## Short exercise
Write the records out again, precisely as they stand.

========================================================================

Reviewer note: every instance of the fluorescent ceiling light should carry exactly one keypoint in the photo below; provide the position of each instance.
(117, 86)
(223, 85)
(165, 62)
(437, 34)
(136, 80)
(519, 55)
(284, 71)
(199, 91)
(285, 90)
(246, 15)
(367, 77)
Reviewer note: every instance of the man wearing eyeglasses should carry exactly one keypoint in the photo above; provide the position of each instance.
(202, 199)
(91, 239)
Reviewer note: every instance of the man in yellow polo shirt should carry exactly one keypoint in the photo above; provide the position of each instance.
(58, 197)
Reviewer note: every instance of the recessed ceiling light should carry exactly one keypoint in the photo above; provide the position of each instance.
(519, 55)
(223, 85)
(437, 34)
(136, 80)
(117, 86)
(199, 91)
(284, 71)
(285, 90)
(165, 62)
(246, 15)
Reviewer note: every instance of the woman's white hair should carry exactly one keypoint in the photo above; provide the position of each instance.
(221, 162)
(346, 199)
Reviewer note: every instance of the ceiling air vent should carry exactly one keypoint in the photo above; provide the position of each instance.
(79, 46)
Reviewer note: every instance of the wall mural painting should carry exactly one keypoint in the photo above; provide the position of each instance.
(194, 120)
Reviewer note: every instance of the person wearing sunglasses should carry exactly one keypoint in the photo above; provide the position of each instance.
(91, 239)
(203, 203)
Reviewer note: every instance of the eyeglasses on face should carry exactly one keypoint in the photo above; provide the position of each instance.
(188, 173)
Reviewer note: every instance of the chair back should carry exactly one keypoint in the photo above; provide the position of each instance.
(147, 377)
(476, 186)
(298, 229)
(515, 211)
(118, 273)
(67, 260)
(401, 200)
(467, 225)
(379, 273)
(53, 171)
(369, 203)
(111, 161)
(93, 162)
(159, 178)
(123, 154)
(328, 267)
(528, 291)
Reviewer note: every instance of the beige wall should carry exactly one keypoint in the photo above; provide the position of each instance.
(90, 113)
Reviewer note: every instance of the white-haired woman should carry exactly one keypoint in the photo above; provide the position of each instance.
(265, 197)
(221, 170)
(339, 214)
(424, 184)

========================================================================

## Exercise result
Reviewer note: every instance of the fluorescent ceiling light should carry exactly one keypoint in the photo below; provide the position of each instance.
(117, 86)
(223, 85)
(165, 62)
(437, 34)
(136, 80)
(519, 55)
(284, 71)
(199, 91)
(285, 90)
(246, 15)
(367, 77)
Reviewer note: every instance of the man wearing eyeglasses should carry exactly one keypoint in the photo above; provide the position of each instance.
(202, 199)
(91, 239)
Reviewer note: every instance of the man in yellow polo shirt should carry exactly one keypoint in the photo above; provide the position of each instance.
(58, 197)
Reviewer note: every instance of the recessed ceiling light should carry exactly one keypoint in the photo above; provide the position of each instance.
(519, 55)
(223, 85)
(437, 34)
(136, 80)
(117, 86)
(199, 91)
(284, 71)
(285, 90)
(165, 62)
(246, 15)
Reviewer note: every instance of the woman's white hair should carry exactly one keypoint in the photo above; provide the position of each instance.
(221, 162)
(346, 199)
Reviewer note: every instance of the ceiling air vent should carry exactly one keypoint in the photo above; provide the position of each instance.
(79, 46)
Reviewer note: every instance of the wall mural painting should carry exactly one keypoint in the photo above; provide the position of each instance.
(194, 120)
Reviewer note: every instance of the person wearing sunglasses should carry exactly one keypoint in the photo above; provide the position of each instance.
(91, 239)
(203, 203)
Reviewer note: every instance of the eyeglasses on face should carry exactly one keypoint in the photo above; provide the position of each instance.
(188, 173)
Reviewer note: every instance of the chair back should carry exactly one keypoint in the photo above; provide the position of each instance.
(147, 377)
(476, 186)
(298, 229)
(515, 211)
(118, 273)
(67, 260)
(401, 200)
(467, 225)
(379, 273)
(53, 171)
(369, 203)
(111, 161)
(93, 162)
(159, 178)
(123, 154)
(328, 267)
(528, 291)
Reviewer note: every instance of the beige wall should carry exactly one keypoint in the photo above; provide the position of each instance.
(90, 113)
Reviewer note: every instance of the white-haired woman should carry exactly one keypoint in the photo above; provide the position of each instance.
(265, 197)
(221, 170)
(339, 214)
(424, 184)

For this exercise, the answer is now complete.